Start Supplied information

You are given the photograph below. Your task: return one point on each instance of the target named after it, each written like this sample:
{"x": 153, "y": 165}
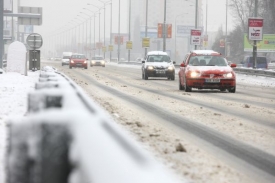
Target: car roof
{"x": 204, "y": 52}
{"x": 157, "y": 53}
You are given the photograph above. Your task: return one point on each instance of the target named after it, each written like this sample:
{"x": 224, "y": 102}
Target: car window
{"x": 158, "y": 58}
{"x": 207, "y": 60}
{"x": 78, "y": 56}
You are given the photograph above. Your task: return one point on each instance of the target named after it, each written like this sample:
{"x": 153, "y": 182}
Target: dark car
{"x": 78, "y": 60}
{"x": 261, "y": 62}
{"x": 158, "y": 64}
{"x": 206, "y": 69}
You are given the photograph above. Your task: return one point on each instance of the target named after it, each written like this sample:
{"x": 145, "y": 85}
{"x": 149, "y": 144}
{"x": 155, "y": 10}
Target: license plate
{"x": 212, "y": 80}
{"x": 160, "y": 72}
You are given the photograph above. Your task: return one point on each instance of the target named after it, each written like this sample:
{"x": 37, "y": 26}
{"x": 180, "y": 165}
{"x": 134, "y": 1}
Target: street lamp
{"x": 98, "y": 22}
{"x": 104, "y": 2}
{"x": 94, "y": 28}
{"x": 176, "y": 34}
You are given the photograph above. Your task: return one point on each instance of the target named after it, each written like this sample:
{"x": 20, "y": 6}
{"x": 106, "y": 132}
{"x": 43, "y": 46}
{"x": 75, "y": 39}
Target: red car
{"x": 78, "y": 60}
{"x": 206, "y": 69}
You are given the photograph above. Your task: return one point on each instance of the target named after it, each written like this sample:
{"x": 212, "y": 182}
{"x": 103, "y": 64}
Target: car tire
{"x": 180, "y": 86}
{"x": 187, "y": 88}
{"x": 145, "y": 76}
{"x": 173, "y": 77}
{"x": 232, "y": 90}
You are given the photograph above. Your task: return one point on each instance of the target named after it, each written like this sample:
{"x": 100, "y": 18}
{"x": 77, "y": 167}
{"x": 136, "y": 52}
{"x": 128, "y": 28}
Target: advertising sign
{"x": 129, "y": 45}
{"x": 167, "y": 29}
{"x": 266, "y": 45}
{"x": 8, "y": 6}
{"x": 195, "y": 37}
{"x": 184, "y": 30}
{"x": 255, "y": 29}
{"x": 146, "y": 42}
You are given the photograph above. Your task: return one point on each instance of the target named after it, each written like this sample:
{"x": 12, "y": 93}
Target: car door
{"x": 182, "y": 69}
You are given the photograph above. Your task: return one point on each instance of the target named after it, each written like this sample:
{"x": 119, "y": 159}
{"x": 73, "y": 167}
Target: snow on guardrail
{"x": 65, "y": 137}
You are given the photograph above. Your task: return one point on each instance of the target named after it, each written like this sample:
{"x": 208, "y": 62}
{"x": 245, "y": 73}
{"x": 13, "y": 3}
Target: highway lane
{"x": 159, "y": 100}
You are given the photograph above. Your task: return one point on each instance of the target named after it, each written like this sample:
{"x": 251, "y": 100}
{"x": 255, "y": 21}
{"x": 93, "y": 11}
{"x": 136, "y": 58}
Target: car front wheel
{"x": 232, "y": 90}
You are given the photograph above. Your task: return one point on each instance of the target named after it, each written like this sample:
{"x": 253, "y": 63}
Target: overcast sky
{"x": 58, "y": 14}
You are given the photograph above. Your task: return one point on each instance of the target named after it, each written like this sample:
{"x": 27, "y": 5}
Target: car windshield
{"x": 78, "y": 56}
{"x": 207, "y": 60}
{"x": 97, "y": 58}
{"x": 158, "y": 58}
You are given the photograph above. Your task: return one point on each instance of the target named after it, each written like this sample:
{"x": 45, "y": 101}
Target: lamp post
{"x": 87, "y": 29}
{"x": 146, "y": 24}
{"x": 129, "y": 34}
{"x": 196, "y": 19}
{"x": 176, "y": 34}
{"x": 118, "y": 51}
{"x": 104, "y": 2}
{"x": 98, "y": 23}
{"x": 164, "y": 24}
{"x": 111, "y": 41}
{"x": 94, "y": 28}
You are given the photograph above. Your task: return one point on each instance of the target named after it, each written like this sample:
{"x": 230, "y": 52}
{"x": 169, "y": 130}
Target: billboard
{"x": 265, "y": 45}
{"x": 184, "y": 30}
{"x": 255, "y": 29}
{"x": 8, "y": 6}
{"x": 195, "y": 37}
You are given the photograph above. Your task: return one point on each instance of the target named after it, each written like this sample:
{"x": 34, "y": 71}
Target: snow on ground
{"x": 14, "y": 88}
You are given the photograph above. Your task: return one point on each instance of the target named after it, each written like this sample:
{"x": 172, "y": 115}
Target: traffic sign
{"x": 34, "y": 41}
{"x": 146, "y": 42}
{"x": 129, "y": 45}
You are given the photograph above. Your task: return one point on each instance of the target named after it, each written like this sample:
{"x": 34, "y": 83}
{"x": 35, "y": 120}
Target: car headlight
{"x": 170, "y": 68}
{"x": 150, "y": 67}
{"x": 194, "y": 74}
{"x": 228, "y": 75}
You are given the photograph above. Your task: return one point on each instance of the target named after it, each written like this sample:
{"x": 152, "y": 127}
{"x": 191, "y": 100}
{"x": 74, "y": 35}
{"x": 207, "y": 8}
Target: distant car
{"x": 97, "y": 61}
{"x": 78, "y": 60}
{"x": 206, "y": 69}
{"x": 271, "y": 65}
{"x": 158, "y": 64}
{"x": 66, "y": 58}
{"x": 261, "y": 62}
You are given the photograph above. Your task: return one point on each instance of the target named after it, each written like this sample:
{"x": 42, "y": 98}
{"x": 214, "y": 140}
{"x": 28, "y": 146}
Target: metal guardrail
{"x": 258, "y": 72}
{"x": 65, "y": 135}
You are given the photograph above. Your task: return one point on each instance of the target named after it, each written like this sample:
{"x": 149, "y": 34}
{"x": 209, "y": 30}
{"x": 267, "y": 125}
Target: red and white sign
{"x": 255, "y": 29}
{"x": 195, "y": 37}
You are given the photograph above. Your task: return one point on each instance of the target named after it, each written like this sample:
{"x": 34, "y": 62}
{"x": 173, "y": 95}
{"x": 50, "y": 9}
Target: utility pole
{"x": 196, "y": 19}
{"x": 255, "y": 42}
{"x": 129, "y": 34}
{"x": 1, "y": 33}
{"x": 146, "y": 22}
{"x": 165, "y": 28}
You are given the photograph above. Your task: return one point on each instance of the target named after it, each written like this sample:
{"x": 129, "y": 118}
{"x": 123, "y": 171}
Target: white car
{"x": 271, "y": 65}
{"x": 158, "y": 64}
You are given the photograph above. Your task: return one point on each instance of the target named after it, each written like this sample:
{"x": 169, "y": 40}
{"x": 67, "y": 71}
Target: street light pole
{"x": 118, "y": 51}
{"x": 196, "y": 19}
{"x": 129, "y": 34}
{"x": 111, "y": 29}
{"x": 164, "y": 25}
{"x": 146, "y": 22}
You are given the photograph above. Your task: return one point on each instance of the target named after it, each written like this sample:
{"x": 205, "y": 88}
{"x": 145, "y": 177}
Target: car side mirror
{"x": 233, "y": 65}
{"x": 182, "y": 65}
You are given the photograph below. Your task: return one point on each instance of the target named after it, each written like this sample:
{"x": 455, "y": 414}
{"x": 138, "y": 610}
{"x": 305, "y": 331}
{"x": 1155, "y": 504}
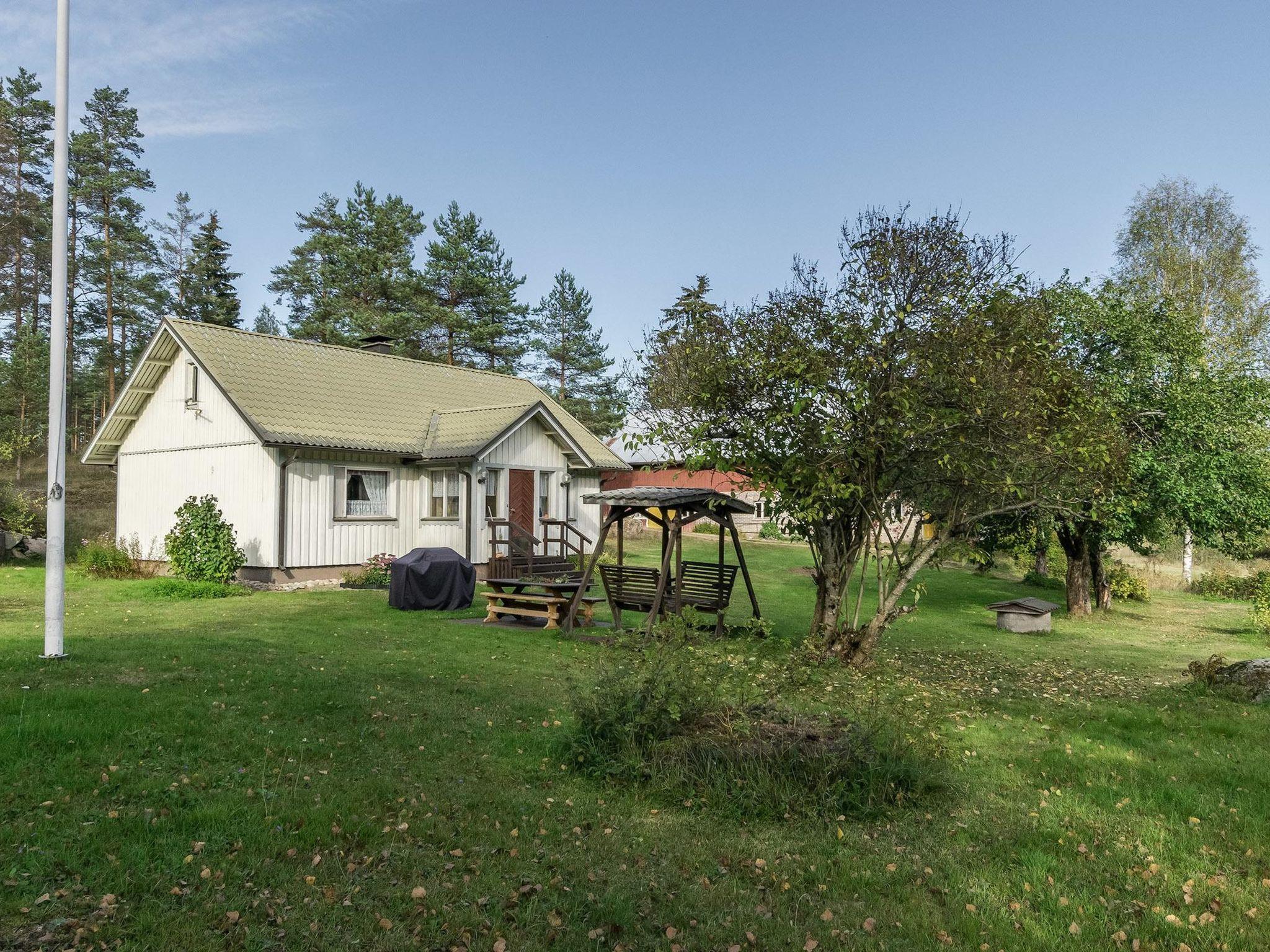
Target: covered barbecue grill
{"x": 437, "y": 579}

End Supplied information

Task goal
Each record above must be returned exactly as written, with its pictures omitted.

Response to this exercise
You are given the photograph below. Your task: return one point on each instance of the target named after it, each written like this sample:
{"x": 153, "y": 165}
Target: car roof
{"x": 204, "y": 52}
{"x": 157, "y": 53}
You are given the photograph above. Your task: return one point on each instance of the target named after it, each written like this sample:
{"x": 224, "y": 102}
Target: car window
{"x": 158, "y": 58}
{"x": 207, "y": 60}
{"x": 78, "y": 56}
You are given the photograph above. Your task: return one point on each instance of the target named after it, each written like this sample:
{"x": 153, "y": 182}
Target: dark car
{"x": 78, "y": 60}
{"x": 261, "y": 62}
{"x": 158, "y": 64}
{"x": 206, "y": 69}
You are given the photograph above. Your task: return one point on each instance of the target named after it, each written like this sample:
{"x": 145, "y": 85}
{"x": 149, "y": 144}
{"x": 155, "y": 10}
Target: license plate
{"x": 212, "y": 80}
{"x": 160, "y": 72}
You are given the photograph above. Your task: return one point on each instance of the target named after it, each written like this sample:
{"x": 37, "y": 26}
{"x": 180, "y": 165}
{"x": 134, "y": 1}
Target: street lamp
{"x": 98, "y": 22}
{"x": 104, "y": 2}
{"x": 94, "y": 28}
{"x": 176, "y": 34}
You are given the photograph above. Your task: return one point on each instance of the target named after it, each written like this sample:
{"x": 20, "y": 6}
{"x": 106, "y": 132}
{"x": 43, "y": 46}
{"x": 75, "y": 39}
Target: red car
{"x": 78, "y": 60}
{"x": 206, "y": 69}
You are given the photograph above. Your task: return one point on each instance of the target named after it, each written like this sample:
{"x": 212, "y": 182}
{"x": 103, "y": 64}
Target: car tire
{"x": 180, "y": 86}
{"x": 187, "y": 88}
{"x": 145, "y": 76}
{"x": 173, "y": 77}
{"x": 232, "y": 90}
You are given the photograph above. Your task: return one point on each instance of the target named after it, each written like this sample:
{"x": 100, "y": 18}
{"x": 77, "y": 167}
{"x": 136, "y": 52}
{"x": 128, "y": 28}
Target: advertising sign
{"x": 129, "y": 45}
{"x": 167, "y": 29}
{"x": 266, "y": 45}
{"x": 8, "y": 6}
{"x": 195, "y": 37}
{"x": 184, "y": 30}
{"x": 255, "y": 29}
{"x": 146, "y": 42}
You are given the photograph above. Your task: return one point on each instance of the target named after it, each written like this sample:
{"x": 12, "y": 93}
Target: car door
{"x": 182, "y": 69}
You are given the photograph above. Your task: return one point on each instance of the target named after it, each written like this sample:
{"x": 119, "y": 159}
{"x": 73, "y": 167}
Target: snow on guardrail
{"x": 65, "y": 137}
You are given the photograph above. Your task: return one point on each instance of the target named after it, each written like this sample:
{"x": 208, "y": 62}
{"x": 245, "y": 73}
{"x": 13, "y": 3}
Target: highway lane
{"x": 159, "y": 100}
You are given the photograph above. Your task: return one point on each instance of the target named after it, each written like this sample:
{"x": 251, "y": 100}
{"x": 255, "y": 21}
{"x": 93, "y": 11}
{"x": 136, "y": 58}
Target: car front wheel
{"x": 232, "y": 90}
You are given the photograph above. Your task: return one point on each instance of the target named after it, each written like this sample:
{"x": 253, "y": 63}
Target: overcast sky
{"x": 58, "y": 14}
You are given the photograph above. Your task: return one point on each instance of the target named after it, each written like this sample:
{"x": 27, "y": 5}
Target: car windshield
{"x": 78, "y": 56}
{"x": 207, "y": 60}
{"x": 97, "y": 58}
{"x": 158, "y": 58}
You are given the photograph above. Your task: return one point on each instance of the target named after it, each written like this sample:
{"x": 45, "y": 101}
Target: lamp post
{"x": 87, "y": 29}
{"x": 146, "y": 24}
{"x": 129, "y": 34}
{"x": 196, "y": 19}
{"x": 176, "y": 34}
{"x": 118, "y": 51}
{"x": 104, "y": 2}
{"x": 98, "y": 23}
{"x": 164, "y": 24}
{"x": 111, "y": 41}
{"x": 94, "y": 28}
You are given the photograph above. Your task: return one point on each instance of the target named after it, each written like this sample:
{"x": 230, "y": 52}
{"x": 169, "y": 130}
Target: billboard
{"x": 265, "y": 45}
{"x": 184, "y": 30}
{"x": 255, "y": 29}
{"x": 8, "y": 6}
{"x": 195, "y": 37}
You are given the photograph above. Your task: return one point on each instance of the target named after it, each written like this sample:
{"x": 34, "y": 71}
Target: snow on ground
{"x": 14, "y": 88}
You are given the photograph above. Your task: return one point on each instance of the target named after it, each written like this sample:
{"x": 172, "y": 115}
Target: traffic sign
{"x": 34, "y": 41}
{"x": 146, "y": 42}
{"x": 129, "y": 45}
You are given the photograph above. Your task: return one point on each instance of the target named after it, each written like this sample:
{"x": 34, "y": 83}
{"x": 35, "y": 120}
Target: car headlight
{"x": 170, "y": 68}
{"x": 150, "y": 67}
{"x": 194, "y": 74}
{"x": 228, "y": 75}
You are given the photograph above. Your task: return one point on each instance of the target named after it, each written like this sample:
{"x": 152, "y": 127}
{"x": 191, "y": 100}
{"x": 74, "y": 35}
{"x": 207, "y": 8}
Target: distant car
{"x": 97, "y": 61}
{"x": 78, "y": 60}
{"x": 206, "y": 69}
{"x": 271, "y": 65}
{"x": 158, "y": 64}
{"x": 66, "y": 58}
{"x": 261, "y": 62}
You are given the photograph above. Your task: return one point on each instance of the target named after it, each written like this sample:
{"x": 42, "y": 98}
{"x": 214, "y": 140}
{"x": 28, "y": 146}
Target: metal guardrail
{"x": 258, "y": 72}
{"x": 65, "y": 135}
You are given the photograph above. Your task: return one point on each instance of the target named after it, each written like this sample:
{"x": 149, "y": 34}
{"x": 209, "y": 30}
{"x": 267, "y": 125}
Target: red and white sign
{"x": 255, "y": 29}
{"x": 195, "y": 37}
You are given the photograph above. Your task: return one point on each instance of the target named after it, each written like this sample:
{"x": 34, "y": 62}
{"x": 173, "y": 95}
{"x": 50, "y": 9}
Target: utility pole
{"x": 196, "y": 19}
{"x": 255, "y": 42}
{"x": 129, "y": 34}
{"x": 1, "y": 33}
{"x": 146, "y": 22}
{"x": 165, "y": 28}
You are given the photograph above. Your task: return one point on each instance of the target named after it, each written like this sample:
{"x": 129, "y": 118}
{"x": 123, "y": 171}
Target: white car
{"x": 271, "y": 65}
{"x": 158, "y": 64}
You are given the photograph above. Your task: return one point on each instance of the target named after it, each written like this sample:
{"x": 169, "y": 40}
{"x": 67, "y": 71}
Target: street light pole
{"x": 118, "y": 51}
{"x": 196, "y": 19}
{"x": 129, "y": 34}
{"x": 111, "y": 29}
{"x": 164, "y": 25}
{"x": 146, "y": 22}
You are given the photograph above. Your task: return one point on each instance of the target named after it, each written like this sample:
{"x": 205, "y": 88}
{"x": 145, "y": 177}
Target: car side mirror
{"x": 233, "y": 65}
{"x": 182, "y": 65}
You are given the photograph below. Your task: return one point on each instance of the target named after it, each written like this sample:
{"x": 455, "y": 414}
{"x": 138, "y": 610}
{"x": 305, "y": 331}
{"x": 1155, "y": 504}
Target: covered barbecue grill
{"x": 437, "y": 579}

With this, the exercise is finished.